- **EXERCISE DIRECTIONS**
Could you reproduce all of the entries below word for word, leaving out the pictures?
◇ ◇ ◇ ◇
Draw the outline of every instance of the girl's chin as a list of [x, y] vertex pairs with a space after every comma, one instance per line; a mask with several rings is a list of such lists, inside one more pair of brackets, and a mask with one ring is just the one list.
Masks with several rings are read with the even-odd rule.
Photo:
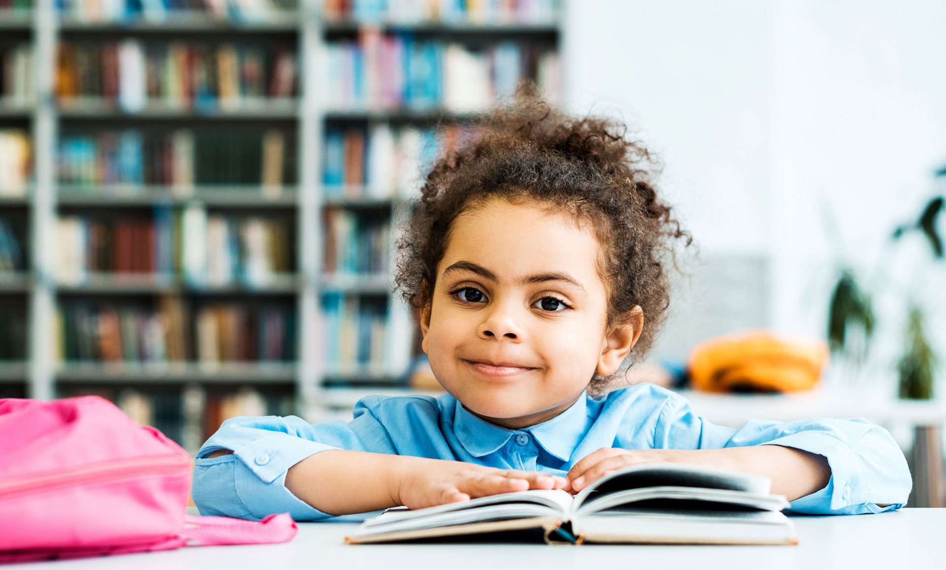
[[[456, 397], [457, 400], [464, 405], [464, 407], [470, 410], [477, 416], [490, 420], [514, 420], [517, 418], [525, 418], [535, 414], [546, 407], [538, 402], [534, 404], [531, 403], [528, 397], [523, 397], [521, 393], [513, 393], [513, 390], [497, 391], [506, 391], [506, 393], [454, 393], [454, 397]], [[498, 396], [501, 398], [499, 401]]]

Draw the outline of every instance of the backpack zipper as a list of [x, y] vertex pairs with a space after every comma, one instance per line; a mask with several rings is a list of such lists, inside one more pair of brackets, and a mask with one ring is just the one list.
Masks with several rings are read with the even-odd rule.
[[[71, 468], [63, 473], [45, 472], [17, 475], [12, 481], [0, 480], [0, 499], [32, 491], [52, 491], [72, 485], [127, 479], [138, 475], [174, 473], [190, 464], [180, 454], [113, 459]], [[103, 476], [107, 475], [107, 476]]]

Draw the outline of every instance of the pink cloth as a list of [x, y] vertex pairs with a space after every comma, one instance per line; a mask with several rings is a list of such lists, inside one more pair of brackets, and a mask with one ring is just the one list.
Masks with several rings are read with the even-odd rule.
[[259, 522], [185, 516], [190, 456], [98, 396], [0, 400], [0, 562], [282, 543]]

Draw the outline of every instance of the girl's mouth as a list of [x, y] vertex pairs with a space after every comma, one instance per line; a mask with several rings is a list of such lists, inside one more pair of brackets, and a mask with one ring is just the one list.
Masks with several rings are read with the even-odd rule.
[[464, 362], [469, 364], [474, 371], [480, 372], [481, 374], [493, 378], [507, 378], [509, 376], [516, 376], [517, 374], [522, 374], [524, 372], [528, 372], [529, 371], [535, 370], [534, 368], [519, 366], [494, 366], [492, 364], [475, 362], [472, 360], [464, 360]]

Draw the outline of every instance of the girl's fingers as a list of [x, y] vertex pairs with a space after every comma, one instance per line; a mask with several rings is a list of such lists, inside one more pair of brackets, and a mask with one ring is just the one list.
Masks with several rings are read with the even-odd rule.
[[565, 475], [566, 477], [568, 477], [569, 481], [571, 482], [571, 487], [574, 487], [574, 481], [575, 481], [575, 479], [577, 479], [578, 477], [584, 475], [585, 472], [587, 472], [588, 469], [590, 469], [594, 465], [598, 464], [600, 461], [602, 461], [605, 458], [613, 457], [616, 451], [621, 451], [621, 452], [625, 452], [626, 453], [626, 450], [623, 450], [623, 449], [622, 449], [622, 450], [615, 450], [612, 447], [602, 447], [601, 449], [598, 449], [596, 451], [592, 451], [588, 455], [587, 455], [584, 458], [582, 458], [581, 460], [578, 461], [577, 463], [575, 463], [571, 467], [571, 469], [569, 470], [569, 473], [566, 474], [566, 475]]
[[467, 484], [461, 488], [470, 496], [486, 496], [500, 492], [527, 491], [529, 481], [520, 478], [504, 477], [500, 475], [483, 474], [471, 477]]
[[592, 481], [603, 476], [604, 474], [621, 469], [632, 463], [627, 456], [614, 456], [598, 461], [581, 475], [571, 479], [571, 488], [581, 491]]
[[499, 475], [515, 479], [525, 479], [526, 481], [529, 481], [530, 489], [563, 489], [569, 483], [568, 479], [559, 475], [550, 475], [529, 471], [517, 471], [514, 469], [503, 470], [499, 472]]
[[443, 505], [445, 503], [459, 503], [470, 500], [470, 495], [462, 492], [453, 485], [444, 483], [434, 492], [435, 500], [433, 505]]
◇ ◇ ◇ ◇
- **FINISHED TASK**
Draw the outline of every instance of the girl's chin as a list of [x, y] vertex pairs with a space after every comma, one instance per line; a mask with several rings is a list of such lists, inside one more pair of brackets, and a mask with one ring is just the one list.
Masks with several rings are read with the even-odd rule.
Photo:
[[[456, 397], [457, 400], [464, 405], [464, 407], [470, 410], [477, 416], [490, 420], [514, 420], [517, 418], [525, 418], [535, 414], [546, 407], [538, 402], [534, 404], [531, 403], [528, 397], [523, 397], [521, 393], [513, 393], [513, 390], [497, 391], [506, 391], [506, 393], [454, 393], [454, 397]], [[498, 396], [501, 398], [499, 401]]]

Draw the outline of every instance of the backpack zipper as a list of [x, y] vertex pairs with a space after every comma, one instance per line; a mask with several rings is a list of such lists, inside one more pair of brackets, and a mask with one ring is just the one list.
Masks with several rings are read with the even-odd rule.
[[[71, 468], [63, 473], [45, 472], [17, 475], [12, 481], [0, 480], [0, 499], [32, 491], [52, 491], [72, 485], [127, 479], [138, 475], [174, 473], [190, 464], [180, 454], [113, 459]], [[103, 476], [107, 475], [107, 476]]]

Draw the outline of every instance of the pink cloth as a list of [x, y] vertex pairs with a space after every comma, one instance per line; a mask with several rings is a list of such lists, inside one more pair of brackets, and a mask with one ring is just the one list.
Masks with several rings are read with the even-odd rule.
[[259, 522], [185, 516], [190, 456], [98, 396], [0, 400], [0, 562], [282, 543]]

Draw the outline of every instance of the girl's mouth as a list of [x, y] vertex pairs with a space after every comma, one instance per line; a mask with several rings is a list of such lists, inside one more pair of brackets, and a mask with one ring is just the one list.
Masks with several rings are read with the even-odd rule.
[[464, 362], [469, 364], [474, 371], [480, 372], [481, 374], [493, 378], [507, 378], [509, 376], [516, 376], [517, 374], [522, 374], [524, 372], [528, 372], [529, 371], [535, 370], [534, 368], [519, 366], [494, 366], [492, 364], [475, 362], [472, 360], [464, 360]]

Draw the outline of every instance of the girl's fingers as a list of [x, y] vertex pairs with a space after every comma, one instance per line; a mask with several rings is a list of such lists, inside one more pair of brackets, and a mask with one ring is just the one list.
Masks with several rings are read with the even-odd rule.
[[565, 475], [566, 477], [568, 477], [569, 481], [571, 482], [571, 487], [574, 487], [574, 481], [575, 481], [575, 479], [577, 479], [578, 477], [584, 475], [585, 472], [587, 472], [588, 469], [590, 469], [594, 465], [598, 464], [600, 461], [602, 461], [605, 458], [613, 457], [616, 451], [621, 451], [621, 452], [625, 452], [626, 453], [626, 450], [623, 450], [623, 449], [622, 449], [622, 450], [615, 450], [612, 447], [602, 447], [601, 449], [598, 449], [596, 451], [592, 451], [588, 455], [587, 455], [584, 458], [582, 458], [581, 460], [578, 461], [577, 463], [575, 463], [571, 467], [571, 469], [569, 470], [569, 473], [566, 474], [566, 475]]
[[467, 484], [461, 488], [470, 496], [486, 496], [500, 492], [527, 491], [529, 481], [520, 478], [504, 477], [500, 475], [483, 474], [471, 477]]
[[592, 481], [603, 476], [604, 474], [621, 469], [632, 463], [627, 456], [614, 456], [598, 461], [581, 475], [571, 479], [571, 488], [581, 491]]
[[499, 475], [515, 479], [525, 479], [526, 481], [529, 481], [530, 489], [563, 489], [569, 483], [568, 479], [559, 475], [550, 475], [529, 471], [517, 471], [514, 469], [503, 470], [499, 472]]
[[443, 505], [445, 503], [459, 503], [470, 500], [470, 495], [462, 492], [453, 485], [444, 483], [434, 492], [435, 500], [433, 505]]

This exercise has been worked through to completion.